[Dataset items]
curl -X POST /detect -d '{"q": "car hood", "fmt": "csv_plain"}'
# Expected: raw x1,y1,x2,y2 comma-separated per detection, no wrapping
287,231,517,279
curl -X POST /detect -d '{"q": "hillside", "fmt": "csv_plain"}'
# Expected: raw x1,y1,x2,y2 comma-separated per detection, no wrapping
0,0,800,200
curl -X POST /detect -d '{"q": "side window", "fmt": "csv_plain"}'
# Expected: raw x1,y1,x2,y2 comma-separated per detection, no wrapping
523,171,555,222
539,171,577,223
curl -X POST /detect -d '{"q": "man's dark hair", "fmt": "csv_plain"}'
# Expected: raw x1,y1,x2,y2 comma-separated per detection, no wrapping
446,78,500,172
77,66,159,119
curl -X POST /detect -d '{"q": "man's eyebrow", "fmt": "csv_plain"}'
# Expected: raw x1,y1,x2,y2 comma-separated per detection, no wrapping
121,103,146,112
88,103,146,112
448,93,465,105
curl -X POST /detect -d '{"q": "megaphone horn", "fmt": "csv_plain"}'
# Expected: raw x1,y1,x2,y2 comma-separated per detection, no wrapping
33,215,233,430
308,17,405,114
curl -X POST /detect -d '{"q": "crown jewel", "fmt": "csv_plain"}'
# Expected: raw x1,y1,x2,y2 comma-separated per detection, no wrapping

Exercise details: Copy every item above line for line, with no changes.

Exercise response:
curl -X POST /detect -d '{"q": "car hood", "fmt": "csv_plain"}'
# Expected: raw x1,y1,x2,y2 comma-separated per detection, no wrapping
287,231,517,279
curl -X POST /detect -d '{"q": "hillside", "fmt": "csv_plain"}'
# Expected: raw x1,y1,x2,y2 comma-separated per detection, no wrapping
0,0,800,200
curl -X POST /detect -d '{"q": "side window", "fmt": "csv_plain"}'
# Expected: raw x1,y1,x2,y2 comma-separated per detection, no wrapping
523,171,555,222
539,171,577,223
curl -X POST /detect -d '{"q": "man's dark hair", "fmt": "csv_plain"}'
# Expected: raw x1,y1,x2,y2 comma-separated per detection, no wrapping
446,78,500,172
77,66,159,119
curl -X POST /detect -d '{"q": "man's eyebrow", "fmt": "csv_plain"}'
# Expected: raw x1,y1,x2,y2 comma-separated per detection, no wrapping
121,103,146,112
88,103,146,112
448,93,465,105
curl -X POST /detect -d '{"q": "megaphone horn", "fmt": "csv_plain"}'
# Expected: raw x1,y1,x2,y2 comma-separated per detection, no wrapping
33,215,233,430
308,17,405,114
curl -X POST /detect -d '{"q": "crown jewel", "fmt": "csv_plain"}'
# Expected: raw x1,y1,x2,y2 comma-separated per detection, no wrapping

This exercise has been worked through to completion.